(RECORDS FOR THE EXERCISE)
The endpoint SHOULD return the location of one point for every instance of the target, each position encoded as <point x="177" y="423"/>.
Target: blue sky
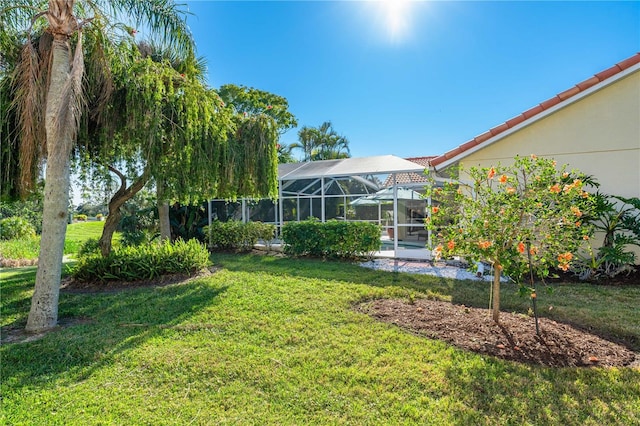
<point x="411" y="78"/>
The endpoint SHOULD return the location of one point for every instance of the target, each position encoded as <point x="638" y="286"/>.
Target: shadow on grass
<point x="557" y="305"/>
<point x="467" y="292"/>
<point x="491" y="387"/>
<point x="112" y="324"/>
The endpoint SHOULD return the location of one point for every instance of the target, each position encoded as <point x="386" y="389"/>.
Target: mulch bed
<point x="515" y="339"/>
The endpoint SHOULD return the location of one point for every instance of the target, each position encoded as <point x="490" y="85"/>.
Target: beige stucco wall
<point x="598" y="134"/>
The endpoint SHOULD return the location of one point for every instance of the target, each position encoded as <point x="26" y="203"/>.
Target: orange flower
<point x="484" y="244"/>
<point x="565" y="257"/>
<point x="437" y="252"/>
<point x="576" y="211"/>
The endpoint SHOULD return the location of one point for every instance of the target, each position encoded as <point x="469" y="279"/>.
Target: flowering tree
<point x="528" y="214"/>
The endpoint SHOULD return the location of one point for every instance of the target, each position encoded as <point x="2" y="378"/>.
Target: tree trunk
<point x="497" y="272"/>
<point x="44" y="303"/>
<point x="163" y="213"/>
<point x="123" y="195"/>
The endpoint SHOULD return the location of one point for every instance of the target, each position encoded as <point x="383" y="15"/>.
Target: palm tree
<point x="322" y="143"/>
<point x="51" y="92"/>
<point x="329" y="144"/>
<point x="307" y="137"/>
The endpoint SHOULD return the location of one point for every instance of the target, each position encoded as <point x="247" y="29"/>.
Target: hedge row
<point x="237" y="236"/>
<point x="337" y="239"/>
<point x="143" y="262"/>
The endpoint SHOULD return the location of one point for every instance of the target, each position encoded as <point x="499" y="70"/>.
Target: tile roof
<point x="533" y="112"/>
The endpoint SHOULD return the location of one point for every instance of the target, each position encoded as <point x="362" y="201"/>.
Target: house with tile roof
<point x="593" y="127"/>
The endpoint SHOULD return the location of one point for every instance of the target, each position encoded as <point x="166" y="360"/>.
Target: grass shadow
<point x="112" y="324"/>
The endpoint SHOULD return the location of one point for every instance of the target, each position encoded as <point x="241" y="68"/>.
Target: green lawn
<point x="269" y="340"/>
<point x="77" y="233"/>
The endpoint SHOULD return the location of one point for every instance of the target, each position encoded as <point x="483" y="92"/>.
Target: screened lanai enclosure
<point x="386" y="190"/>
* * *
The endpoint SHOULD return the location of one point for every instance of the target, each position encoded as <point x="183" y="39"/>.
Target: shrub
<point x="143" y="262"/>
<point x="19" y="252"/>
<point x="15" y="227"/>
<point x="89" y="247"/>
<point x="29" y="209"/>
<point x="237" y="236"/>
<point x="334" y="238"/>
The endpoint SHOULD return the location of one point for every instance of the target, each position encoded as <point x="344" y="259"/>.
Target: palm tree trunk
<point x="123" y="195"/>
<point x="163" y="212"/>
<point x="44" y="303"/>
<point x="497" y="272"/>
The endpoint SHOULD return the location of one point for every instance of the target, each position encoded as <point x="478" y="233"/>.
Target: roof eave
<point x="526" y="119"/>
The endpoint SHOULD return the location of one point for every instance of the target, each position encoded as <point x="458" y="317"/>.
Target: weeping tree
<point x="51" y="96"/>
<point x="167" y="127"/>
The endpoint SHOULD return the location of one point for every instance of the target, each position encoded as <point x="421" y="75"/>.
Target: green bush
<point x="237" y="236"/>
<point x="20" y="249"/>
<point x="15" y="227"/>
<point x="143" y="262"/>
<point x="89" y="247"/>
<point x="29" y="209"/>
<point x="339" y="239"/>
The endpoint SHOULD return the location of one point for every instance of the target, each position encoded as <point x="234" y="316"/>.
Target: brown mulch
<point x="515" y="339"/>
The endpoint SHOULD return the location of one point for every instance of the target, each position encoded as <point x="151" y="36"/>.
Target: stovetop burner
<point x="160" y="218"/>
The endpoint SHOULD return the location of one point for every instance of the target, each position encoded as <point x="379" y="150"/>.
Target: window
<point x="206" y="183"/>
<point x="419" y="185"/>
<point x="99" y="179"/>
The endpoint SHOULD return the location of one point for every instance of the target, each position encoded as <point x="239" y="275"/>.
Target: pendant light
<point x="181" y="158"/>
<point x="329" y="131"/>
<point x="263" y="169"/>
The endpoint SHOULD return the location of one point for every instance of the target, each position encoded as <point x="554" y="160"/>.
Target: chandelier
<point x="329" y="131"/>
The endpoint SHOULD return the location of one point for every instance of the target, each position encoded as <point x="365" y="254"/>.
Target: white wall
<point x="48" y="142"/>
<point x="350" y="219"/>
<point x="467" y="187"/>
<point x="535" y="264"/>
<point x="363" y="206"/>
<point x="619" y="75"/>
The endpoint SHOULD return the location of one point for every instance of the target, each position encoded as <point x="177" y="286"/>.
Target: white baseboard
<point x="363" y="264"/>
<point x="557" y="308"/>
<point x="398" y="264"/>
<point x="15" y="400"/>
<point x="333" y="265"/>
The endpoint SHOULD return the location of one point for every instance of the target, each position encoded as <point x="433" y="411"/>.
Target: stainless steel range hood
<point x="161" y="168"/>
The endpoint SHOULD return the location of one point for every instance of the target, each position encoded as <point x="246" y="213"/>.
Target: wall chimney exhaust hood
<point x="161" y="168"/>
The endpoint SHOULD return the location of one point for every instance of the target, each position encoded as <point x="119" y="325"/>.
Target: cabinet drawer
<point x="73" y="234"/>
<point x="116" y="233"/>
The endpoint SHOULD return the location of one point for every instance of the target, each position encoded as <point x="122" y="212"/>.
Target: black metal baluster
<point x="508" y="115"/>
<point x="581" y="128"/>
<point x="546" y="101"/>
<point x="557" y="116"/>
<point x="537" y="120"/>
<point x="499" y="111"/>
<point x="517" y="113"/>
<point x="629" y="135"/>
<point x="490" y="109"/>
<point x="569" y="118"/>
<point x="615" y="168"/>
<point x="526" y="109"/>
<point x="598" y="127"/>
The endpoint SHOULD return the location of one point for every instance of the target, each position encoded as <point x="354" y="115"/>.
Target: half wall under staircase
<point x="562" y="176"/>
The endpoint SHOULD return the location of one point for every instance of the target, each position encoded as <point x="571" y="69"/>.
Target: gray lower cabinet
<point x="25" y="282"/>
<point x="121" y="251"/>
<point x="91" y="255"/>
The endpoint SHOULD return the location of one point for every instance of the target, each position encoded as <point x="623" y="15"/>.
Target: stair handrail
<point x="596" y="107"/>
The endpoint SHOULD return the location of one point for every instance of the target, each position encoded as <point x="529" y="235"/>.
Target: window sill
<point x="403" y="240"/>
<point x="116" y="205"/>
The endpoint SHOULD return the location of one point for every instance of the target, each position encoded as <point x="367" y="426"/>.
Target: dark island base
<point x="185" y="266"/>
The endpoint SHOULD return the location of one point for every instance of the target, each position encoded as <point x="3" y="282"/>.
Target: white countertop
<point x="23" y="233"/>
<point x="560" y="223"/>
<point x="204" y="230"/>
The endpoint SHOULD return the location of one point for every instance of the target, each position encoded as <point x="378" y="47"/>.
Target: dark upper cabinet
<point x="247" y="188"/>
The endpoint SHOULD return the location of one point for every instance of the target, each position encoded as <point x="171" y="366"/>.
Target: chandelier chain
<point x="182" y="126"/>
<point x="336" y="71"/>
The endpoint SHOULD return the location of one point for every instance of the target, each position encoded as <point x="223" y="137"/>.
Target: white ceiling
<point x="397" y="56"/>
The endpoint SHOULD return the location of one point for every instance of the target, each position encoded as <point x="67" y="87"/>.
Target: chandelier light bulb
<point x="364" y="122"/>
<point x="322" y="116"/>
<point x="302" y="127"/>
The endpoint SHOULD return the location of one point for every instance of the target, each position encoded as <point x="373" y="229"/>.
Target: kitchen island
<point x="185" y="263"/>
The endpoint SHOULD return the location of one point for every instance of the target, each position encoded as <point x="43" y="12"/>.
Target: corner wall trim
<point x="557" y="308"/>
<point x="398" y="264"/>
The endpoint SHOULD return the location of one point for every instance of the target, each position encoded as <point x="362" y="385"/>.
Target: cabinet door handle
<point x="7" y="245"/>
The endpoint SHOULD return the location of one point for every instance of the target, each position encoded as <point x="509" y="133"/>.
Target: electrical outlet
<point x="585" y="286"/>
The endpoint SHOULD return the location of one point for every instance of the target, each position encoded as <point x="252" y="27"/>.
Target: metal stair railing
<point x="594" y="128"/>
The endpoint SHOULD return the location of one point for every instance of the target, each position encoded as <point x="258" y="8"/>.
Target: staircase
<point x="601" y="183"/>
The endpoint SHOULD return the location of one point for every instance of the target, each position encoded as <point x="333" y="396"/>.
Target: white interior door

(TO DO) Pull out every line of the data above that has the string "trunk" in it, and copy each one unchanged. Case counts.

(WRITTEN RESPONSE)
Target: tree trunk
Target: palm tree trunk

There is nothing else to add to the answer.